■ **What is being asked**
Please repeat all of the lines that follow, exactly as written.

■ **Data provided**
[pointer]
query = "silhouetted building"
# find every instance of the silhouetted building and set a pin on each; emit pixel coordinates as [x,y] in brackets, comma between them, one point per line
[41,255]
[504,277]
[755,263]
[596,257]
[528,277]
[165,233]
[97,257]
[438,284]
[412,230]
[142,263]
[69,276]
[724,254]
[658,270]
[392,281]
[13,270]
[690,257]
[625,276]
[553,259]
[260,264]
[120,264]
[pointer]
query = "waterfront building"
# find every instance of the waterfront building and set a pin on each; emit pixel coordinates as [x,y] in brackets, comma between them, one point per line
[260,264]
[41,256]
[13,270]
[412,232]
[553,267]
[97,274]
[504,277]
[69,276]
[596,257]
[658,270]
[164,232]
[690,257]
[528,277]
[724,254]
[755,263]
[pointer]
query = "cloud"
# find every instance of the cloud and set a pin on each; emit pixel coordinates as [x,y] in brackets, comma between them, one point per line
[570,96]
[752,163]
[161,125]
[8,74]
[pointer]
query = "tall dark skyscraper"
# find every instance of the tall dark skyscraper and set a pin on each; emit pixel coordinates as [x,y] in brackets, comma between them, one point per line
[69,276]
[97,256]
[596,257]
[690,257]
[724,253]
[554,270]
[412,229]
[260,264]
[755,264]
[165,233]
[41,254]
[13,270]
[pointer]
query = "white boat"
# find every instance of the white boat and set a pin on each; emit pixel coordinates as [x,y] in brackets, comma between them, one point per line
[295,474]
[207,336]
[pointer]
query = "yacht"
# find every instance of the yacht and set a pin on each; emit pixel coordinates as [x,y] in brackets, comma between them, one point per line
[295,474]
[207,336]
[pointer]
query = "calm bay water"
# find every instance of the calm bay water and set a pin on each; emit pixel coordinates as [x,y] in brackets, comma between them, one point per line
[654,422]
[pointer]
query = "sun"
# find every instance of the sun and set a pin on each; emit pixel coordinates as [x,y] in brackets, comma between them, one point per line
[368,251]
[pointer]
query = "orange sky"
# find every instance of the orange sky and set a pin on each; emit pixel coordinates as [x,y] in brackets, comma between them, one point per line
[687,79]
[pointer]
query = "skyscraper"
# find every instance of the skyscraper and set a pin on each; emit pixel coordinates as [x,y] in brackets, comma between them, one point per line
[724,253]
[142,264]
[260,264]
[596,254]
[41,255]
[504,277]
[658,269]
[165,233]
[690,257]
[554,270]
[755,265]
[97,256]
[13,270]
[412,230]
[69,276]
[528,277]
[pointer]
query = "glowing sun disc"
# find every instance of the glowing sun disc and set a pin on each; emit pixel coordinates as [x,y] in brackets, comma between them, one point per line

■ **Reply to the task**
[pointer]
query = "silhouetted building"
# find every instance of the silhouetted building and set a pin on each; emit pixel coordinates as [x,y] in brackets, comma between them, one point per line
[41,255]
[504,277]
[755,263]
[596,257]
[528,277]
[165,233]
[97,257]
[438,284]
[412,230]
[142,263]
[69,276]
[724,254]
[658,270]
[392,281]
[13,270]
[690,257]
[625,276]
[553,259]
[260,264]
[120,264]
[pointer]
query = "waterfront building"
# find every instance of the waterfront building and set a pin on each; emit pixel coordinates as [x,y] in brackets, comma between them, one point per line
[260,264]
[41,256]
[13,270]
[412,232]
[553,267]
[97,274]
[504,277]
[69,276]
[596,257]
[658,270]
[164,232]
[690,257]
[528,277]
[724,254]
[755,263]
[pointer]
query = "cloud"
# find every instance of the cloud and set a pin on each; emit pixel coordinates as [x,y] in brackets, comma between them, one point per line
[570,96]
[752,163]
[161,125]
[8,74]
[pointer]
query = "tall dark skyscraper"
# find every instance of the tall dark skyscraper and set a pin on each; emit pixel coordinates as [x,y] in brackets, comma between them, one point per line
[69,276]
[97,256]
[596,257]
[690,257]
[724,253]
[554,270]
[412,229]
[260,264]
[755,264]
[165,233]
[41,254]
[13,270]
[pointer]
query = "white boat"
# find every instance of the white boat and set a pin on each; emit pixel coordinates as [x,y] in brackets, comma between them, one point per line
[295,474]
[207,336]
[pointer]
query = "yacht"
# find every instance of the yacht and set a pin on each; emit pixel coordinates as [x,y] in brackets, comma between them, one point per line
[295,474]
[207,336]
[pointer]
query = "calm bay water"
# find every instance of the calm bay water and set a pin on each; emit pixel coordinates as [x,y] in brackets, comma between them, one point per line
[654,422]
[pointer]
query = "sun"
# find every instance of the sun and set a pin on each; emit pixel coordinates as [x,y] in brackets, comma between them, one point per line
[368,251]
[pointer]
query = "orange sky"
# find every instance of the orange sky and set a pin on each; emit pixel coordinates as [x,y] in brackets, comma between them, one point per line
[687,79]
[pointer]
query = "skyscraper"
# find every instance of the skyscraper and set a pin on each; emit pixel coordinates as [x,y] in brackets, comma between them, one point per line
[724,253]
[142,264]
[260,264]
[596,254]
[41,255]
[504,277]
[658,269]
[165,233]
[690,257]
[554,270]
[755,265]
[97,256]
[13,270]
[412,230]
[69,276]
[528,277]
[pointer]
query = "glowing sun disc"
# find every instance of the glowing sun disc and set a pin on each; emit pixel coordinates as [x,y] in brackets, comma between them, one point per line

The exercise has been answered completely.